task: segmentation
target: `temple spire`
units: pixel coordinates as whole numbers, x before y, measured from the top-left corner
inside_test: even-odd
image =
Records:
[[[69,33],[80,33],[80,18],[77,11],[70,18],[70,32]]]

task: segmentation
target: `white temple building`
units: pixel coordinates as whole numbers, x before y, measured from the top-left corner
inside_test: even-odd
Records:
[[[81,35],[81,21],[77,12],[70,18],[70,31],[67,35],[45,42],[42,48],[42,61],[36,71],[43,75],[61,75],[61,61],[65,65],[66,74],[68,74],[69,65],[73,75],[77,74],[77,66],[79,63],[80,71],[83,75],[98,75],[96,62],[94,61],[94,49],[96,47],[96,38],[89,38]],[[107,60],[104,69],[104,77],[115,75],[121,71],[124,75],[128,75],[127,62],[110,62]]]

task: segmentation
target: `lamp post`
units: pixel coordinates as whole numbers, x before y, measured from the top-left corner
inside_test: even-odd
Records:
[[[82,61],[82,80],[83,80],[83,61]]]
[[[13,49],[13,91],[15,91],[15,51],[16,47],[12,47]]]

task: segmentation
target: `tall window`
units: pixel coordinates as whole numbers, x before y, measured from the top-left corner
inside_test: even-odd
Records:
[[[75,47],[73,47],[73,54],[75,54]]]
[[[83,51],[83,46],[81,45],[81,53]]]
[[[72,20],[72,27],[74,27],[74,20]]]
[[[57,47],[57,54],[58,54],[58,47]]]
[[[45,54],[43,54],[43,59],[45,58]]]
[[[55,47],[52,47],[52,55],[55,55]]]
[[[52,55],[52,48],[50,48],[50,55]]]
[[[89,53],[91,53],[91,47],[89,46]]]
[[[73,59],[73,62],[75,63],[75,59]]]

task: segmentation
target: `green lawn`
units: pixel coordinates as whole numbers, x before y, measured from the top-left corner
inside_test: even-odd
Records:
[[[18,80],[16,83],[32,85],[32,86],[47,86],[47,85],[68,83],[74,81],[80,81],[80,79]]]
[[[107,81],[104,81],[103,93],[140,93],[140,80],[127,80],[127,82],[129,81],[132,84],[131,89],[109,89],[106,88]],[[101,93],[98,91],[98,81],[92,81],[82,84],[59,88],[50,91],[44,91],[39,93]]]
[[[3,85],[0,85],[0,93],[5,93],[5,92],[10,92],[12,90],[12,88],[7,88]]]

•••••

- _YOUR TASK_
Pull out every line of the rows above that contains the string "target", matching case exactly.

- _RESPONSE TO THIS EXERCISE_
target: `temple spire`
target: `white temple building`
target: `lamp post`
target: `tall window`
target: `green lawn`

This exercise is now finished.